■ **DATASET**
▼

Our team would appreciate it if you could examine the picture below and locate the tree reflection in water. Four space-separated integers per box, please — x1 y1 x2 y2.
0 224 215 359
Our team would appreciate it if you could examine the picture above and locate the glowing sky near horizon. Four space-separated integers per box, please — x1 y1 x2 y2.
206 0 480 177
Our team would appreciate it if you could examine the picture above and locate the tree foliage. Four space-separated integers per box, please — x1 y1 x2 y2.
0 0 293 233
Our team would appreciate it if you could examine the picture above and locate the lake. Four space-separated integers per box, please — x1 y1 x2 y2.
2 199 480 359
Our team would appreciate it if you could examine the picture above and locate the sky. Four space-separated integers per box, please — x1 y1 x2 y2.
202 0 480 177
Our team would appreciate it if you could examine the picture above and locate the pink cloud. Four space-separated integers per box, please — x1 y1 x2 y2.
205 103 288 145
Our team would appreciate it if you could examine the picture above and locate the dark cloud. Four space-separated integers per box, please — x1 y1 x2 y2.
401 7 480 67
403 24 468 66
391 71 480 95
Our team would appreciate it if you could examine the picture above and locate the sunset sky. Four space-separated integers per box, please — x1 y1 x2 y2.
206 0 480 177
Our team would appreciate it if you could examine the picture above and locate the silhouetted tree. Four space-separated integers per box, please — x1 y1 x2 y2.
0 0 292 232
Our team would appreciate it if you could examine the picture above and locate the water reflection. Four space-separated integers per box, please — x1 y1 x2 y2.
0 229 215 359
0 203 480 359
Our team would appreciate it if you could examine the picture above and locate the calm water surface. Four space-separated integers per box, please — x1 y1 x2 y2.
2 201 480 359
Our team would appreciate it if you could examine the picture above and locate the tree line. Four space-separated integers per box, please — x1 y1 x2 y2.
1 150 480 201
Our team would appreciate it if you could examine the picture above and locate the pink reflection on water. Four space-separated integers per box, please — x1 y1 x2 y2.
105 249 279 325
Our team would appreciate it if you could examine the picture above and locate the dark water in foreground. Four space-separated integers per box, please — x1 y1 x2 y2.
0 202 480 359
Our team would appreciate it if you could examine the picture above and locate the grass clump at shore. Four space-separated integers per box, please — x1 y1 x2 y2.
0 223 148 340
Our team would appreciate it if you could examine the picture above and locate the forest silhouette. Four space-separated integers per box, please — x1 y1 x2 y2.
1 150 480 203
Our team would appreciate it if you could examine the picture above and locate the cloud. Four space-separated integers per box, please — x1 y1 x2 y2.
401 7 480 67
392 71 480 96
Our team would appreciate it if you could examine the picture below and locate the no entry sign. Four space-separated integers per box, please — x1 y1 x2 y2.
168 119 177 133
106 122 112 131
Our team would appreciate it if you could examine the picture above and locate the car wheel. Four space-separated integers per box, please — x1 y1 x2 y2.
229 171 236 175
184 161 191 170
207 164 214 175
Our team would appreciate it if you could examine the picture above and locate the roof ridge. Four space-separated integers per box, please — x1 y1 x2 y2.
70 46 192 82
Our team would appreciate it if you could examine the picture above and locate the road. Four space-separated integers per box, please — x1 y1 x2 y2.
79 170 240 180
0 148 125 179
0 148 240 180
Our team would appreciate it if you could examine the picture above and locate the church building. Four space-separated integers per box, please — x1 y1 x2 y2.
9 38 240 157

▲

■ **GOAL**
Copy out all the records above again, replacing "examine" with "inspect" wherever it occurs and leaving everything else unchanged.

■ **COMPLETE ANSWER**
Our team would appreciate it if you could inspect the picture below and locate the tree reflection in water. Four space-separated integers per box, please — x1 y1 x2 y2.
0 224 215 359
Our team would appreciate it if you could inspect the picture above and locate the glowing sky near horizon. Four space-separated integers per box, please — x1 y1 x2 y2.
206 0 480 177
Our team would appreciate it if you could inspect the picture above and locate the tree foliage. Four space-separated integers per box, please — x1 y1 x2 y2.
0 0 293 233
Our team would appreciate it if you could inspect the picture above and locate the lake. Four space-separated integers per box, please — x1 y1 x2 y2.
2 199 480 359
Our team would appreciate it if you could inspect the picture above and locate the sky. Four space-separated integers per box, please — x1 y1 x2 y2.
202 0 480 177
Our team would appreciate it if you could inspect the picture above and locate the pink cloud. Four space-separated integers per box, please — x1 y1 x2 y2.
205 103 288 145
Our team would appreciate it if you could inspect the picture above and locate the dark cloud. Four space-separated integers per box, please — x1 y1 x2 y2.
401 7 480 67
403 24 468 66
391 71 480 95
Our team would appreciate it if you could inspect the picture above and locate the sunset sky. Four space-separated integers per box, please — x1 y1 x2 y2.
206 0 480 177
Our team would appreciate it if you could inspect the picture above and locate the silhouetted tree. Four space-separated integers per box, please — x1 y1 x2 y2.
0 0 292 232
Our team would appreciate it if you could inspect the picture above and locate the water reflection. Four space-separated integers per box, please — x1 y1 x2 y2.
0 229 215 359
0 203 480 359
Our team would appreciate it if you could inspect the picture above and locate the calm water surface. Four space-separated integers per box, please — x1 y1 x2 y2.
2 201 480 359
Our team would appreciate it if you could inspect the picture above and locate the tree line. Four space-separated integers per box, please — x1 y1 x2 y2.
1 150 480 201
Our team would appreciate it if you could inspect the picture above and locate the pink reflection on water. Four space-separated integers per box, please — x1 y1 x2 y2.
105 249 279 325
Our team would appreciate it if you could inspect the picture above and locate the dark water in foreground. Four space-separated integers per box, please — x1 y1 x2 y2.
0 202 480 359
Our team would appreciate it if you could inspect the picture above and locate the grass clump at shore. Four space-separated integers per box, please — x1 y1 x2 y2.
0 223 148 340
Our team would appreciate it if you could inspect the picture above and locate the forest silhouette. Four space-separated integers per box, please — x1 y1 x2 y2.
1 150 480 203
Our team would appreciate it if you could inspect the picture above and locate the cloud. Four space-separated integers per box, please — x1 y1 x2 y2.
401 7 480 67
392 71 480 96
Our team would appreciate it if you could inspect the picture below and locate the no entry sign. Four space-separated integers per box, please — x1 y1 x2 y2.
168 119 177 133
106 122 112 131
Our team would appreciate it if you could inspect the picture above and locate the car wheel. Four space-separated integers per box, please — x1 y1 x2 y2.
229 171 236 175
184 161 191 170
207 164 214 175
Our team would appreciate it if you could inspect the picture above and locate the roof ridge. Four space-separated integers per box, please — x1 y1 x2 y2.
70 46 192 82
Our team would appreciate it if you could inspect the picture above and locate the road. Four space-separated integers per box, please — x1 y1 x2 y2.
79 170 240 180
0 148 125 179
0 148 240 180
Our team would appreciate it if you could inspect the picture above and locate the church building. Four space-separated integers per box, please — x1 y1 x2 y2.
9 38 240 157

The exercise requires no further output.